▶ **Aim**
Return exactly the lines from the one bearing "line, e.g. [1089,196]" through the last, and no others. Pictures must be left out.

▶ **The input**
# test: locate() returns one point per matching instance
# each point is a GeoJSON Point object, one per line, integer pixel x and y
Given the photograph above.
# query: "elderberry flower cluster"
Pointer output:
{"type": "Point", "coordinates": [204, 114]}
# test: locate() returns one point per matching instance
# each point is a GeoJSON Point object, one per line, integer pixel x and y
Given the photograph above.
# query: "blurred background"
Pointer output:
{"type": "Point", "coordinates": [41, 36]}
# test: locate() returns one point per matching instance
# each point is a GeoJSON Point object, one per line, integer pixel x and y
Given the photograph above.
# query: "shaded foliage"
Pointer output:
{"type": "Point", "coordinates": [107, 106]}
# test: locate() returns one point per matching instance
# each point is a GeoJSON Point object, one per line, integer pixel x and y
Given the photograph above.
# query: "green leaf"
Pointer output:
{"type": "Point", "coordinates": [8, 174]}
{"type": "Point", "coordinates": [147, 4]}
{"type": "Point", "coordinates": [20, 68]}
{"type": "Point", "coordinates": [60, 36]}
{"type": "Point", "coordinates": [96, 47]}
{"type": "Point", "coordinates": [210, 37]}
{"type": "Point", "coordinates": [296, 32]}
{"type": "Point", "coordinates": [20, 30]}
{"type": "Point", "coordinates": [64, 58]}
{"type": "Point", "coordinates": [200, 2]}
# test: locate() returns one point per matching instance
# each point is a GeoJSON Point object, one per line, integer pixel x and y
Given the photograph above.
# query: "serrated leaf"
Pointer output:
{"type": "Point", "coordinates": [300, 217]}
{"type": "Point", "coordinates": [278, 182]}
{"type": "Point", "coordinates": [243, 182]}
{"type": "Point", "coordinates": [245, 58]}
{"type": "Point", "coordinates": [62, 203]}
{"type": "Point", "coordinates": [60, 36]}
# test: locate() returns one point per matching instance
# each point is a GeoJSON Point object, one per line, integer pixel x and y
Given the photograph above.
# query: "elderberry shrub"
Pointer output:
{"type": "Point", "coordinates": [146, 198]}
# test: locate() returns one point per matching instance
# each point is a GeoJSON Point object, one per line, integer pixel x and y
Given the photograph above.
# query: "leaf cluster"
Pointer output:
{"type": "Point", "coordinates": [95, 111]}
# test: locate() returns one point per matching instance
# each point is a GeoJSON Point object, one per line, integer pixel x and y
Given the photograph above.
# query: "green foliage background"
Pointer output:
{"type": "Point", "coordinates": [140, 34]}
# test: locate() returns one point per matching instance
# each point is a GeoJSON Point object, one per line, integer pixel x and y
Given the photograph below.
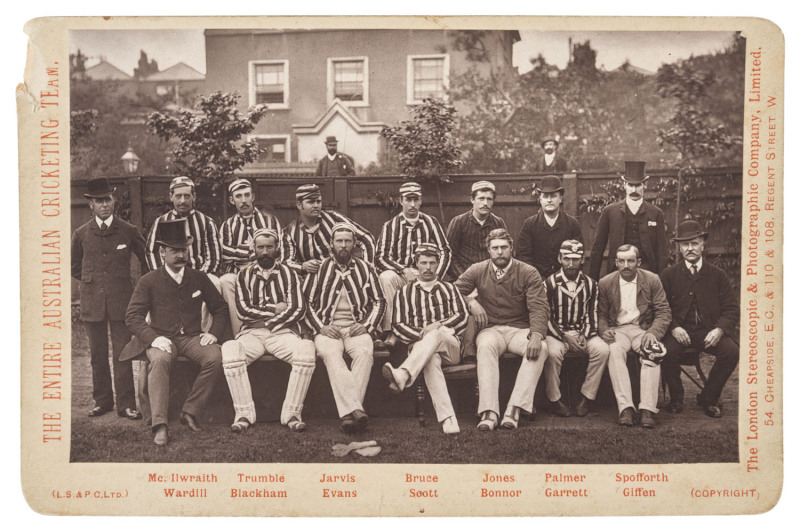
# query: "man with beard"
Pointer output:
{"type": "Point", "coordinates": [101, 261]}
{"type": "Point", "coordinates": [173, 295]}
{"type": "Point", "coordinates": [511, 313]}
{"type": "Point", "coordinates": [429, 316]}
{"type": "Point", "coordinates": [633, 314]}
{"type": "Point", "coordinates": [550, 162]}
{"type": "Point", "coordinates": [395, 257]}
{"type": "Point", "coordinates": [542, 234]}
{"type": "Point", "coordinates": [632, 221]}
{"type": "Point", "coordinates": [309, 236]}
{"type": "Point", "coordinates": [237, 237]}
{"type": "Point", "coordinates": [335, 164]}
{"type": "Point", "coordinates": [704, 317]}
{"type": "Point", "coordinates": [572, 297]}
{"type": "Point", "coordinates": [271, 306]}
{"type": "Point", "coordinates": [345, 307]}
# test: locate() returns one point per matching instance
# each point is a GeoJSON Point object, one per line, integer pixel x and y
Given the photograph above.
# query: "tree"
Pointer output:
{"type": "Point", "coordinates": [425, 145]}
{"type": "Point", "coordinates": [209, 141]}
{"type": "Point", "coordinates": [146, 67]}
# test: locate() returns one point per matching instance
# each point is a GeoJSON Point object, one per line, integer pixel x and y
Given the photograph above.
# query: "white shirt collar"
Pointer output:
{"type": "Point", "coordinates": [177, 277]}
{"type": "Point", "coordinates": [100, 222]}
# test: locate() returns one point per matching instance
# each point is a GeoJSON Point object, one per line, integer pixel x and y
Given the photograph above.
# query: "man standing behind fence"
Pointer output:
{"type": "Point", "coordinates": [237, 238]}
{"type": "Point", "coordinates": [345, 307]}
{"type": "Point", "coordinates": [309, 236]}
{"type": "Point", "coordinates": [101, 260]}
{"type": "Point", "coordinates": [632, 221]}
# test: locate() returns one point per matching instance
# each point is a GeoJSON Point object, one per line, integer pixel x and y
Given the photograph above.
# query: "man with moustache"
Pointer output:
{"type": "Point", "coordinates": [236, 241]}
{"type": "Point", "coordinates": [633, 314]}
{"type": "Point", "coordinates": [511, 313]}
{"type": "Point", "coordinates": [345, 307]}
{"type": "Point", "coordinates": [271, 306]}
{"type": "Point", "coordinates": [335, 164]}
{"type": "Point", "coordinates": [572, 297]}
{"type": "Point", "coordinates": [308, 238]}
{"type": "Point", "coordinates": [397, 241]}
{"type": "Point", "coordinates": [429, 316]}
{"type": "Point", "coordinates": [467, 232]}
{"type": "Point", "coordinates": [542, 234]}
{"type": "Point", "coordinates": [550, 162]}
{"type": "Point", "coordinates": [101, 253]}
{"type": "Point", "coordinates": [172, 295]}
{"type": "Point", "coordinates": [705, 314]}
{"type": "Point", "coordinates": [632, 221]}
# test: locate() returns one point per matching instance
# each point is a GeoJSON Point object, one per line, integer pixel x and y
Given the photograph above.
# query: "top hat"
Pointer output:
{"type": "Point", "coordinates": [98, 188]}
{"type": "Point", "coordinates": [634, 172]}
{"type": "Point", "coordinates": [550, 184]}
{"type": "Point", "coordinates": [689, 229]}
{"type": "Point", "coordinates": [548, 139]}
{"type": "Point", "coordinates": [174, 234]}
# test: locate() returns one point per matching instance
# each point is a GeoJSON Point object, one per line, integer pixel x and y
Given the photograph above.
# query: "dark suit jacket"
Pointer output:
{"type": "Point", "coordinates": [101, 261]}
{"type": "Point", "coordinates": [650, 299]}
{"type": "Point", "coordinates": [341, 166]}
{"type": "Point", "coordinates": [172, 308]}
{"type": "Point", "coordinates": [611, 230]}
{"type": "Point", "coordinates": [716, 302]}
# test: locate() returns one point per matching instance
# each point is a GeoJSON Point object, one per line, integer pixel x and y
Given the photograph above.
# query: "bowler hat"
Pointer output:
{"type": "Point", "coordinates": [174, 234]}
{"type": "Point", "coordinates": [98, 188]}
{"type": "Point", "coordinates": [634, 172]}
{"type": "Point", "coordinates": [548, 139]}
{"type": "Point", "coordinates": [688, 230]}
{"type": "Point", "coordinates": [550, 184]}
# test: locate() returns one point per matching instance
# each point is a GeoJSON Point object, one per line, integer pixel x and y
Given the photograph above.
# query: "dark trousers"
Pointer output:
{"type": "Point", "coordinates": [102, 391]}
{"type": "Point", "coordinates": [727, 357]}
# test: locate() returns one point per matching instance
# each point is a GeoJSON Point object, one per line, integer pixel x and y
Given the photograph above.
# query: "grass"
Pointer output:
{"type": "Point", "coordinates": [688, 437]}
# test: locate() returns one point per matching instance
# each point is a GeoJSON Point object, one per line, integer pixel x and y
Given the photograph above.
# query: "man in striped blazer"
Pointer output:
{"type": "Point", "coordinates": [271, 306]}
{"type": "Point", "coordinates": [429, 315]}
{"type": "Point", "coordinates": [345, 308]}
{"type": "Point", "coordinates": [572, 297]}
{"type": "Point", "coordinates": [236, 241]}
{"type": "Point", "coordinates": [309, 236]}
{"type": "Point", "coordinates": [396, 244]}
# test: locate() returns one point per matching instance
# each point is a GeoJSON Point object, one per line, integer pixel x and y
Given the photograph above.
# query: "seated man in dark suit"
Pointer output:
{"type": "Point", "coordinates": [704, 317]}
{"type": "Point", "coordinates": [173, 294]}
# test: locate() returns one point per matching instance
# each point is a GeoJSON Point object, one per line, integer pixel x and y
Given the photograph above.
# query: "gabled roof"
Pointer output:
{"type": "Point", "coordinates": [338, 108]}
{"type": "Point", "coordinates": [177, 72]}
{"type": "Point", "coordinates": [105, 71]}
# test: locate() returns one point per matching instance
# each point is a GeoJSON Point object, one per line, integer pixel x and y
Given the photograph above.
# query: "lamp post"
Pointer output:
{"type": "Point", "coordinates": [130, 162]}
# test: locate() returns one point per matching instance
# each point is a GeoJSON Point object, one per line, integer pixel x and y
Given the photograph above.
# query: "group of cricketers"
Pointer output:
{"type": "Point", "coordinates": [324, 287]}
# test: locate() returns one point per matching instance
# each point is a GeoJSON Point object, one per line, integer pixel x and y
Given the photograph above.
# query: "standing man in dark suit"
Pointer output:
{"type": "Point", "coordinates": [101, 261]}
{"type": "Point", "coordinates": [550, 162]}
{"type": "Point", "coordinates": [335, 164]}
{"type": "Point", "coordinates": [173, 294]}
{"type": "Point", "coordinates": [632, 221]}
{"type": "Point", "coordinates": [704, 316]}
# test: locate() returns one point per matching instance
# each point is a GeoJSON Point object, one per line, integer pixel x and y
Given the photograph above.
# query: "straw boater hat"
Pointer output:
{"type": "Point", "coordinates": [688, 230]}
{"type": "Point", "coordinates": [634, 172]}
{"type": "Point", "coordinates": [174, 234]}
{"type": "Point", "coordinates": [98, 188]}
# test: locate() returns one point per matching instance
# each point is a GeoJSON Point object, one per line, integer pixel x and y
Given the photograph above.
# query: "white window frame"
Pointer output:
{"type": "Point", "coordinates": [410, 76]}
{"type": "Point", "coordinates": [287, 156]}
{"type": "Point", "coordinates": [331, 83]}
{"type": "Point", "coordinates": [251, 82]}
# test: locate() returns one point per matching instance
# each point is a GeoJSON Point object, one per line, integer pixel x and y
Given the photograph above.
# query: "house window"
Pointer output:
{"type": "Point", "coordinates": [428, 77]}
{"type": "Point", "coordinates": [348, 80]}
{"type": "Point", "coordinates": [274, 148]}
{"type": "Point", "coordinates": [269, 83]}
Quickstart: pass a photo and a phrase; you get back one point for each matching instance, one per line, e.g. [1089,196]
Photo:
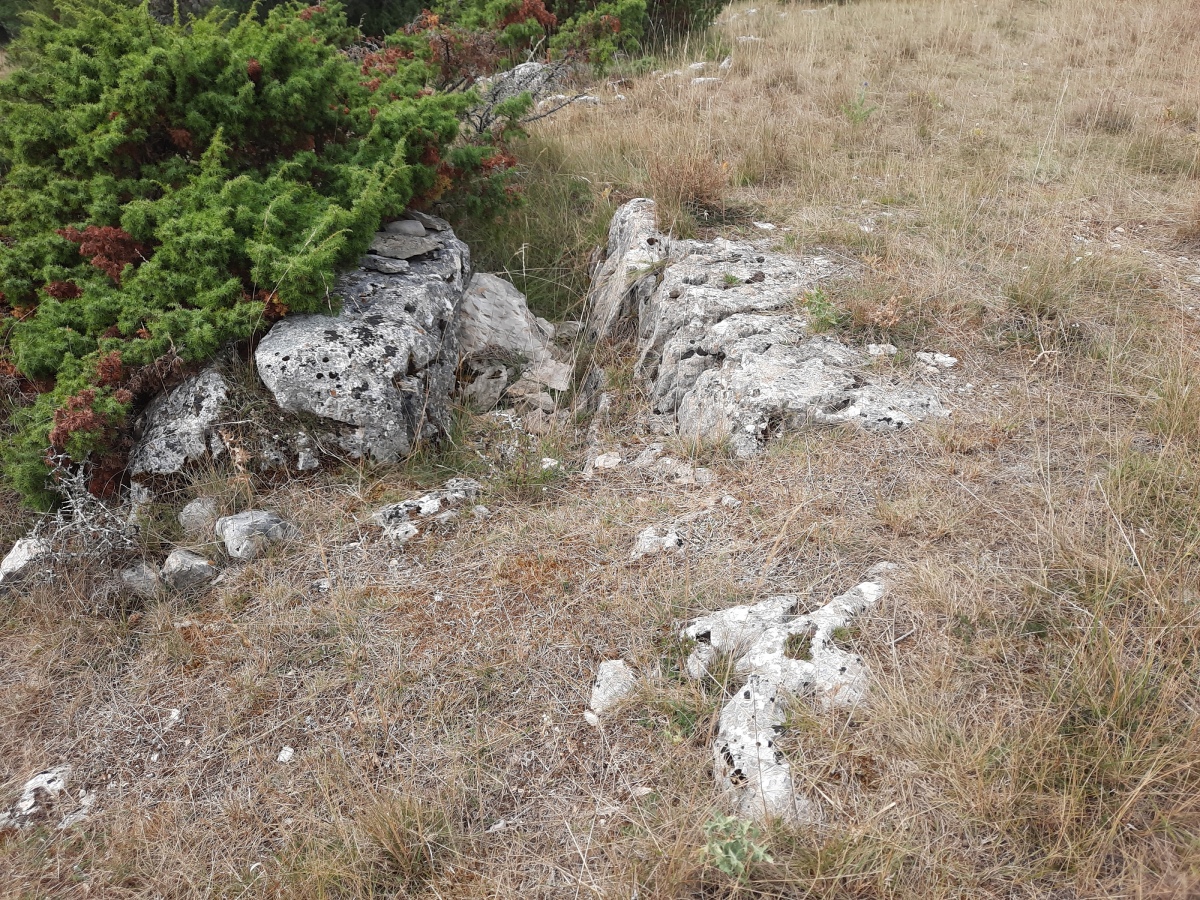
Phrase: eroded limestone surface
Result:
[384,366]
[725,342]
[779,652]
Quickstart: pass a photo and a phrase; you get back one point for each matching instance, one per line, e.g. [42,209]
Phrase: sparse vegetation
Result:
[1024,190]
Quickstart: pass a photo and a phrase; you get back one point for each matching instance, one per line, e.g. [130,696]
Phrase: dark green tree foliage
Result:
[166,189]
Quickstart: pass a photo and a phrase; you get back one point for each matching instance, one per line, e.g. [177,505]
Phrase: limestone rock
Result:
[496,322]
[198,517]
[247,534]
[180,426]
[142,580]
[184,570]
[780,652]
[615,682]
[629,273]
[725,343]
[41,799]
[23,559]
[383,369]
[395,519]
[651,543]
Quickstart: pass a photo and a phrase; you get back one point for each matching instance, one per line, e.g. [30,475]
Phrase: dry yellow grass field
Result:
[1018,184]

▶ **Response below**
Quickstart: pass a photo and a phrase; you get back one point for each matching instance, one per line, e.g. [1089,196]
Photo:
Phrase: eroded limestone surface
Result:
[384,366]
[725,342]
[779,652]
Quickstart: pass a photo and a phrase; you get back one point for each matching instance, one per line, e.g. [42,209]
Phrase: sparse vegetation
Result:
[1024,190]
Quickstart: pass a photo and a phrase; you get back one point for each matching instance, one per line, e.g. [130,696]
Phrase: dark green tree foliage
Result:
[166,189]
Quickstart: pass a photo and a phrase; you get back one point for each matching instance, one per line, e.g. [177,505]
Phrase: limestone rock
Result:
[496,322]
[198,517]
[247,534]
[180,426]
[142,580]
[184,570]
[780,652]
[615,682]
[629,273]
[725,343]
[41,799]
[23,559]
[383,369]
[395,519]
[651,543]
Quickstart: pass a photo and a phrase; you get back one point for each matching instance, one per line, e.g. [30,475]
Phrase: dry yellow grass field
Result:
[1018,184]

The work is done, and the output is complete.